### [Excerpted passage]
It was developed by ChemoCentryx, which funded the ADVOCATE trial (NCT02994927) and owns commercial rights to the therapy in the U.S. Kissei Pharmaceuticals holds the therapy’s marketing rights in Japan, and Vifor Pharma in nearly all other countries.

ADVOCATE sought to determine if Tavneos could be a suitable alternative to glucocorticoids as an add-on therapy in AAV. While glucocorticoids are considered a standard of care, significant side effects often accompany their use.

ADVOCATE enrolled 330 people with AAV, including 181 with granulomatosis with polyangiitis (GPA) and 149 with microscopic polyangiitis (MPA). Patients were randomly assigned to receive Tavneos or prednisone, a common glucocorticoid treatment, in combination with other standard immunomodulatory therapies (rituximab, or cyclophosphamide followed by azathioprine).

Top-line trial data showed Tavneos was as effective as prednisone at inducing disease remission after 26 weeks (about six months), and significantly outperformed the glucocorticoid in sustaining remission for up to a year. Tavneos was also superior in its ability to improve kidney function in a select group of patients who entered the trial with severe kidney disease.

The therapy’s eventual approval in the U.S., Europe, and other countries was largely supported by these findings.

Now, findings from a substudy of ADVOCATE  showed Tavneos also lowered signs of lung and ENT symptoms.

At the study’s start, 43% of patients showed signs of lung involvement, including 98 people with GPA and 45 with MPA. More specifically, 43% of people in the Tavneos group (71 people) and 44% in the prednisone group (72 people) had this symptom.

After six months of treatment with Tavneos, one person had lung involvement, and no one had it after one year. In the prednisone group, lung involvement was present in four people after six months and in three after a year.

Similarly, 45% of patients in the Tavneos group (75 people) and 42% of prednisone group (69 people) had ENT involvement at the study’s start. After a year, two people receiving Tavneos still had these symptoms and five people receiving prednisone did.

Yet, the differences in respiratory and ENT symptoms between the two groups were not significantly different.

Results also showed that Tavneos led to an 86% median reduction in overall glucocorticoid use among patients.

### [Task set]
a - Write out the part of the Tavneos article that begins at the words "Now, findings from" and stops after the words "had this symptom.".
b - Answer these questions from the Tavneos article:
(i) How many people did the ADVOCATE trial enroll?
(ii) Which company holds the marketing rights to Tavneos in Japan?
(iii) After a year, how many people receiving prednisone still had ENT symptoms?

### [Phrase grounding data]
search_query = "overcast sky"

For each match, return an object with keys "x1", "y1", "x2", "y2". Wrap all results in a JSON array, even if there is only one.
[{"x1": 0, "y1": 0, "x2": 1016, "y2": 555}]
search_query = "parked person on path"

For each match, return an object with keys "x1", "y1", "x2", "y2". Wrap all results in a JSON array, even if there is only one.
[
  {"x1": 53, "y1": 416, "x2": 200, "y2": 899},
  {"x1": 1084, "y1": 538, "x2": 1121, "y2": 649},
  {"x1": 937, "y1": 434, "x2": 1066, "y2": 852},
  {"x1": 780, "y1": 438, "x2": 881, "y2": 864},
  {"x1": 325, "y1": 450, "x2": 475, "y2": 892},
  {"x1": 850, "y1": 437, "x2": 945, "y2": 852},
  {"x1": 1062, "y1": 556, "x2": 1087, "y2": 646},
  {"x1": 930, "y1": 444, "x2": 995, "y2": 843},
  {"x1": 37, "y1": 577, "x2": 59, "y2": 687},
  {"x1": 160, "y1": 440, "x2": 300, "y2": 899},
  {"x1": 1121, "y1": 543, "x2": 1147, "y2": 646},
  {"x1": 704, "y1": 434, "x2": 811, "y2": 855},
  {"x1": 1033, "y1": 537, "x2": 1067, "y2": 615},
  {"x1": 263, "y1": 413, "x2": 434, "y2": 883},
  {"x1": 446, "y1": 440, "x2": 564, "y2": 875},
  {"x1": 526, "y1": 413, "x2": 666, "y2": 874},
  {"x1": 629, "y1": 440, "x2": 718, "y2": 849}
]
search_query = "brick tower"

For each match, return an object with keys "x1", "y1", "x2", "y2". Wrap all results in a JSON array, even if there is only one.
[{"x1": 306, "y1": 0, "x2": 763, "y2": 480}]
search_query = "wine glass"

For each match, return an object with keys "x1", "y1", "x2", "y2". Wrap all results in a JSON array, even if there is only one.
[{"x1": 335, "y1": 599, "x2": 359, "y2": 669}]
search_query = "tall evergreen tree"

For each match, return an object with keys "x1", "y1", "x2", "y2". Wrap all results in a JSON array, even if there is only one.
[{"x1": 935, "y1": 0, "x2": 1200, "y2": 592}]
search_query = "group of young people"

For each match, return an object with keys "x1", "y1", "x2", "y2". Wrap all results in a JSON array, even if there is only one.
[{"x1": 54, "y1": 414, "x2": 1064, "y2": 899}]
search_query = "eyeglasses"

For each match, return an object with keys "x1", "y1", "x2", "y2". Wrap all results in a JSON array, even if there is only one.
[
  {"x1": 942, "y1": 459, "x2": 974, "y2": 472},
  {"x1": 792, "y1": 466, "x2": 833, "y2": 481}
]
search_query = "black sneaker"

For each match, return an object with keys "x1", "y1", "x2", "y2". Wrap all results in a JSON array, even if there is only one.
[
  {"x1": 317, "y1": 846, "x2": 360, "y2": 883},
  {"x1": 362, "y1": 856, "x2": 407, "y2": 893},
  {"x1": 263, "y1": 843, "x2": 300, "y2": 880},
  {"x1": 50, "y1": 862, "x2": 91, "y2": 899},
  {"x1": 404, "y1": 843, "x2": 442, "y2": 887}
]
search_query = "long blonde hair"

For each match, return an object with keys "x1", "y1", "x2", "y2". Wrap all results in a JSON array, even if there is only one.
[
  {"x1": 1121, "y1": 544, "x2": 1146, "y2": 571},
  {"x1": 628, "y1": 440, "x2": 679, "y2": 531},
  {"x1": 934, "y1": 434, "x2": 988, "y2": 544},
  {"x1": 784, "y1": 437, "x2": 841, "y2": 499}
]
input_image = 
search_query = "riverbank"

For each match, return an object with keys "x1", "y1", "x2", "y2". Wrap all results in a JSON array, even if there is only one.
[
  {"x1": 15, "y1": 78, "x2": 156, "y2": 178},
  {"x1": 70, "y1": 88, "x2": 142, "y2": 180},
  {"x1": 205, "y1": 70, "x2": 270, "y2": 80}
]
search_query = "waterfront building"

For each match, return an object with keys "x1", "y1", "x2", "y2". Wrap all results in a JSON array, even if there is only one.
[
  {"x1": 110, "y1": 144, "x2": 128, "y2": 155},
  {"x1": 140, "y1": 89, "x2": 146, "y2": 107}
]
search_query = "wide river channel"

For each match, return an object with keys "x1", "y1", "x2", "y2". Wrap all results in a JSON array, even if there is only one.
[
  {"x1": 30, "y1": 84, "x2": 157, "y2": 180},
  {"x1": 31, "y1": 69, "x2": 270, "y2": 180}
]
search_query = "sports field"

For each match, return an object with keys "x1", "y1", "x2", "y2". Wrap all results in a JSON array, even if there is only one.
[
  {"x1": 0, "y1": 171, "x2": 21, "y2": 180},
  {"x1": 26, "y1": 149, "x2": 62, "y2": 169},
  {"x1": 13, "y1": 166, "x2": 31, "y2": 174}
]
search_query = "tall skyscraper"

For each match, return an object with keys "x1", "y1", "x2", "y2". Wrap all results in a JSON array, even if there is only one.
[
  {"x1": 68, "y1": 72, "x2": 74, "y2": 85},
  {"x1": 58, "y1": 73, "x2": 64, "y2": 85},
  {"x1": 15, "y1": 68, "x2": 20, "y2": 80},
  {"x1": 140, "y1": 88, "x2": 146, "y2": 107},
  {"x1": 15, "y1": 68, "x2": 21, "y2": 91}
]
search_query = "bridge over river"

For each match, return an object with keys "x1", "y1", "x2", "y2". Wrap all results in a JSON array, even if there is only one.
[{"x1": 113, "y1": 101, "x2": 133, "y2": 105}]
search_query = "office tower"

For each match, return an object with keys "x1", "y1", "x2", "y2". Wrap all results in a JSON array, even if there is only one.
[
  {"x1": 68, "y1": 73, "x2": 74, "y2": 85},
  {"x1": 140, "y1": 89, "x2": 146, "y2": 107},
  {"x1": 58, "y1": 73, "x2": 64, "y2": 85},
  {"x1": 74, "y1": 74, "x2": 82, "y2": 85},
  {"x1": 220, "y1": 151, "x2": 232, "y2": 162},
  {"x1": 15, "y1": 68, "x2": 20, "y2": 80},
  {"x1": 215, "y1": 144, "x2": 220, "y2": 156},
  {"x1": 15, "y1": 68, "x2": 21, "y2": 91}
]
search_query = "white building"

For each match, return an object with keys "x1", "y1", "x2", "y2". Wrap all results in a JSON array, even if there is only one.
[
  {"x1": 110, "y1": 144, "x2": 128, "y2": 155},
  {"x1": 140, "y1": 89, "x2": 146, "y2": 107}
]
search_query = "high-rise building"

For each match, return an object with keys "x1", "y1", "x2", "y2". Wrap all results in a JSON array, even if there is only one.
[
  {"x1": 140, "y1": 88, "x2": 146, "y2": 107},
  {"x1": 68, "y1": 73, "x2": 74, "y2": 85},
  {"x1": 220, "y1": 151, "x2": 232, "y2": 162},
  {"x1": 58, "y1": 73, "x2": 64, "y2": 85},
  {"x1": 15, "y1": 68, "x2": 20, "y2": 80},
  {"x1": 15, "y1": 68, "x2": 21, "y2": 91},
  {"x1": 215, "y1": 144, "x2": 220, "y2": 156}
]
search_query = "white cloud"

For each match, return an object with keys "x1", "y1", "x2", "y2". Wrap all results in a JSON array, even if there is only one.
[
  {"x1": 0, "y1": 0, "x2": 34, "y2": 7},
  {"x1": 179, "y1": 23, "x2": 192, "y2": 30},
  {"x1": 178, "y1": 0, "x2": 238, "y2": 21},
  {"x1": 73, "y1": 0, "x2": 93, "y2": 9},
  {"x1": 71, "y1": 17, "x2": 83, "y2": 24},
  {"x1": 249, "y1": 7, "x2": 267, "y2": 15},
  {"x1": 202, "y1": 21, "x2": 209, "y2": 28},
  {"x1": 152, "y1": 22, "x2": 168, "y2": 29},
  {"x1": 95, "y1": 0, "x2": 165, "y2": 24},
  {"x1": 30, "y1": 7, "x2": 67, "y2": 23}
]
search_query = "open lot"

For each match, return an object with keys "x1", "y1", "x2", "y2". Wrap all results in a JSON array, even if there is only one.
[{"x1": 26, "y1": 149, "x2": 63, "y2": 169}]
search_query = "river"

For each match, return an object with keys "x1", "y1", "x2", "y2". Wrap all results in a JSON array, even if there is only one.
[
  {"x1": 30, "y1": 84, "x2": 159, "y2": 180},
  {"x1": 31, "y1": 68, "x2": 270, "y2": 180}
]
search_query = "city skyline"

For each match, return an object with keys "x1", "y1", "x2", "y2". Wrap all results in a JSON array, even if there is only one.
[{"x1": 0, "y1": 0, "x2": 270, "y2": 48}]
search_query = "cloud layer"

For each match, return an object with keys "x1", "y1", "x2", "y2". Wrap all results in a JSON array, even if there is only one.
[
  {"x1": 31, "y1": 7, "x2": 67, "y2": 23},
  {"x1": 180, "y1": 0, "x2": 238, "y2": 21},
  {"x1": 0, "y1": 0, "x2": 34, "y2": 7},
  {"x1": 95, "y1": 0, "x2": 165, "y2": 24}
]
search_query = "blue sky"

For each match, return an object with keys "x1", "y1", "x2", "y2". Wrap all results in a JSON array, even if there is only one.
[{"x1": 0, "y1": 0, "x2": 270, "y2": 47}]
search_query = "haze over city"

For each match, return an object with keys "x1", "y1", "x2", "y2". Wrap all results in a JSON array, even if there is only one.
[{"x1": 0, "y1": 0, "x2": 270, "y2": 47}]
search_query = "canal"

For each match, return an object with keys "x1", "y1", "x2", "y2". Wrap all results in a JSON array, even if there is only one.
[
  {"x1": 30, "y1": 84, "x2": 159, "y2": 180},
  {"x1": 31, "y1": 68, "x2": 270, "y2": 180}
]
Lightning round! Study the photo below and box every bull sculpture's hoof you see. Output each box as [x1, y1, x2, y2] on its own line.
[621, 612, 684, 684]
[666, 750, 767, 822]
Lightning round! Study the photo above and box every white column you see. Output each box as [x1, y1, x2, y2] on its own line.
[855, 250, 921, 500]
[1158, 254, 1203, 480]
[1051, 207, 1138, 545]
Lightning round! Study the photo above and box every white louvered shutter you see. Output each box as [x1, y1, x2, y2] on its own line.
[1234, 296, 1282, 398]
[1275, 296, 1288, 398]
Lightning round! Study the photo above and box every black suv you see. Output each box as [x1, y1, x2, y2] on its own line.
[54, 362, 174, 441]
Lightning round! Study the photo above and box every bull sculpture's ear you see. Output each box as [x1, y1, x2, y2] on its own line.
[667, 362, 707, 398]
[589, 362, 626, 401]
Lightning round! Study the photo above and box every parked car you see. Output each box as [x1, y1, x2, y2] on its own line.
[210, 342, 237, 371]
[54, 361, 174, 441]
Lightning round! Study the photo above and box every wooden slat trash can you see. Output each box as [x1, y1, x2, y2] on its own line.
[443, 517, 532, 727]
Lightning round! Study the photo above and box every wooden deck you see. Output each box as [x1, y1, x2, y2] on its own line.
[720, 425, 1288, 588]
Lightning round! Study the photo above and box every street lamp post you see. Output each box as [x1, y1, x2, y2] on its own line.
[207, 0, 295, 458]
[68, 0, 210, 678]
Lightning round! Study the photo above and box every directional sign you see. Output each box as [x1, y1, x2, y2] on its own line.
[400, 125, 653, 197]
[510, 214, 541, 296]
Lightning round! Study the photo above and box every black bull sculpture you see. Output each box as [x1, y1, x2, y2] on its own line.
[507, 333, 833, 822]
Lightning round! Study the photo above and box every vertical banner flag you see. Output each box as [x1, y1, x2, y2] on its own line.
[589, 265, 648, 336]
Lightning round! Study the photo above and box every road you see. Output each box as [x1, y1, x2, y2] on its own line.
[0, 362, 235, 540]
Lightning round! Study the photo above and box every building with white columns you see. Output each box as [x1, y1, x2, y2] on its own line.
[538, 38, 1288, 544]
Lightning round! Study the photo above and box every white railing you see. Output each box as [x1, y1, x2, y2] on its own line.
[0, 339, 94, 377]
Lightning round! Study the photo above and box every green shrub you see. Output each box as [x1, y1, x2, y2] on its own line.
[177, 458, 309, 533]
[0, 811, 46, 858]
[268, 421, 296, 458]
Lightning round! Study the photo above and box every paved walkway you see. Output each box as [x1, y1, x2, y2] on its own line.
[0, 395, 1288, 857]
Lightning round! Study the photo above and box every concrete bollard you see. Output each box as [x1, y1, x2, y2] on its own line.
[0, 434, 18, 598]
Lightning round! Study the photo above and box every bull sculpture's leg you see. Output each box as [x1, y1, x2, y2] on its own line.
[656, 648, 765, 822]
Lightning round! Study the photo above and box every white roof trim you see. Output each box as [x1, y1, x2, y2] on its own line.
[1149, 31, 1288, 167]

### [Results of the exercise]
a -
Now, findings from a substudy of ADVOCATE  showed Tavneos also lowered signs of lung and ENT symptoms.

At the study’s start, 43% of patients showed signs of lung involvement, including 98 people with GPA and 45 with MPA. More specifically, 43% of people in the Tavneos group (71 people) and 44% in the prednisone group (72 people) had this symptom.

b -
(i) 330 people
(ii) Kissei Pharmaceuticals
(iii) Five people